EXTRACTED RECORDS:
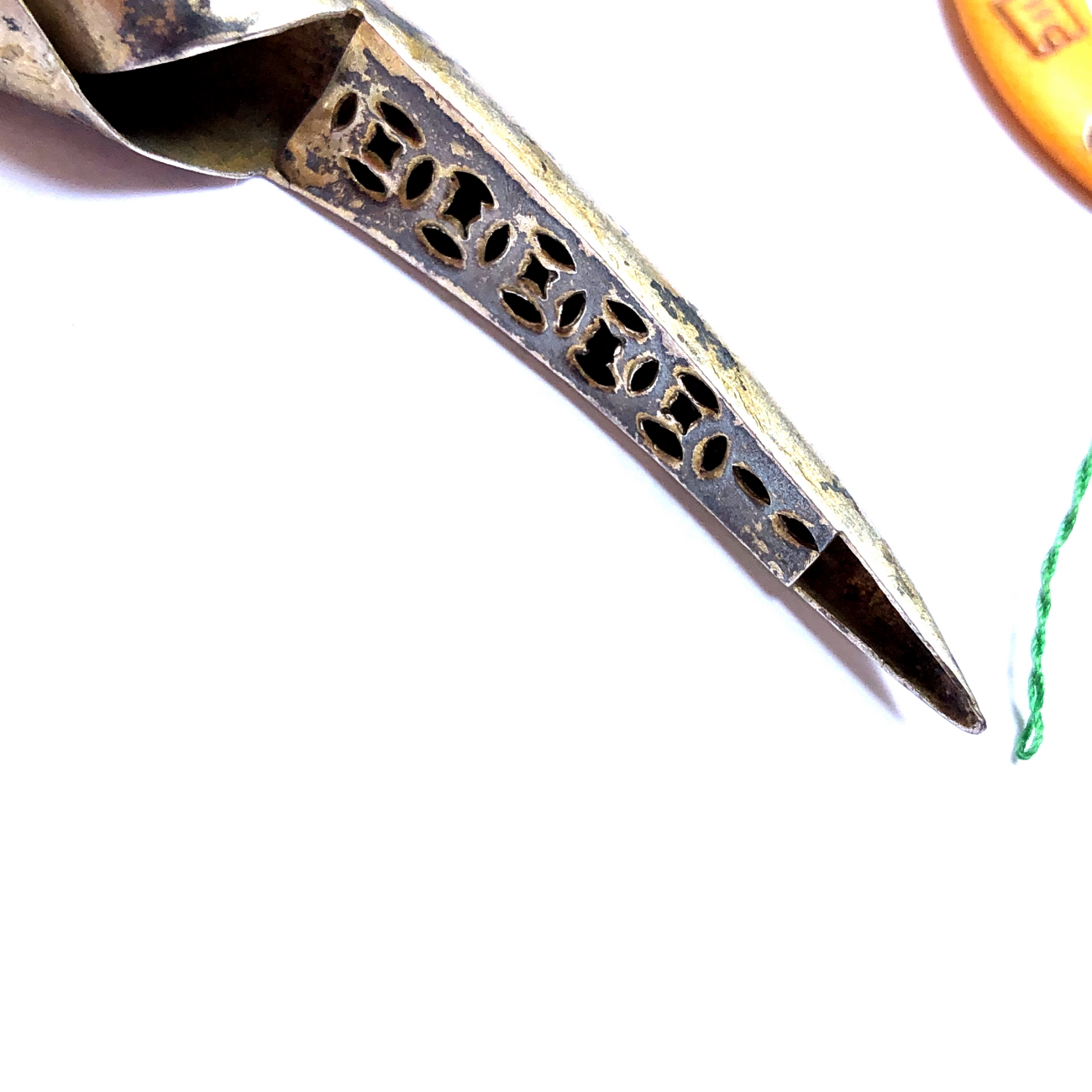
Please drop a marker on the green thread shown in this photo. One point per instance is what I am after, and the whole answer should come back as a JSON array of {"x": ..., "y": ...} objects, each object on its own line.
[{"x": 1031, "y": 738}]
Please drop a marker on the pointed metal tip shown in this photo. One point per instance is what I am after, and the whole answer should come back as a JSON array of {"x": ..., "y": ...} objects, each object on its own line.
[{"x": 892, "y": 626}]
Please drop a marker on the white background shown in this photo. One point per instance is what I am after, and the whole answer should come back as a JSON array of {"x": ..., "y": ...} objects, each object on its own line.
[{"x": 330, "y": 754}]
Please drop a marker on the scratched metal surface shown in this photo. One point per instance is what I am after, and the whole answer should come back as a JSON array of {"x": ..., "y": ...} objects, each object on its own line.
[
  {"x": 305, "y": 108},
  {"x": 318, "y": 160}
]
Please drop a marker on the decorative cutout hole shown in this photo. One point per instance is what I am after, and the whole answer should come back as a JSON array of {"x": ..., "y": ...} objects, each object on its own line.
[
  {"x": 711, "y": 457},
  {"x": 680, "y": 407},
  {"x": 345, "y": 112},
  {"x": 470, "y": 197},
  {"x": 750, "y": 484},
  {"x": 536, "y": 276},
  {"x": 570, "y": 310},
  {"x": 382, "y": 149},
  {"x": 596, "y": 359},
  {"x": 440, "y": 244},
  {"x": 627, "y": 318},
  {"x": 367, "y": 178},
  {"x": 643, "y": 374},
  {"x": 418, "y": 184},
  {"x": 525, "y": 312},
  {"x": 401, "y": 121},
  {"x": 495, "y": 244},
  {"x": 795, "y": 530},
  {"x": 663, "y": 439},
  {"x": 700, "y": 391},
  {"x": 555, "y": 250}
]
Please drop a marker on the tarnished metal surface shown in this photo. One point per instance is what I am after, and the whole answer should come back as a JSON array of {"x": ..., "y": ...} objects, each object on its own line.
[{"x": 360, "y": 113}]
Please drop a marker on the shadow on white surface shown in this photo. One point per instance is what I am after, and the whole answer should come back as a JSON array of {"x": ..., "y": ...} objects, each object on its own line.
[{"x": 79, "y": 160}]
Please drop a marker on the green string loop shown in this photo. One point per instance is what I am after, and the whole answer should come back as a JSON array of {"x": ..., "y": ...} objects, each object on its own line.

YOUR INSTRUCTIONS:
Give back exactly the lines that run from the line with "Please drop a marker on the tarnished" through the close of the material, counting both ends, and nothing more.

TASK RESPONSE:
Please drop a marker on the tarnished metal surface shown in this photo. One point per instance is what I am after, and the whole answer should come back as a JSON array of {"x": ..., "y": ...} objects, each object on its own line.
[{"x": 360, "y": 113}]
Please drop a marker on the shadow on white surface shown in this photo. One point per instance is what I am after, and the whole answer should come back as a JSON array of {"x": ..., "y": ...} objects, each object on its own line.
[{"x": 79, "y": 160}]
Please drop a marker on the green string loop shown in this photo. One point per instance is what I am after, and the whole answer should come back as a JSON array of {"x": ..., "y": ...} objects, each object on its own line.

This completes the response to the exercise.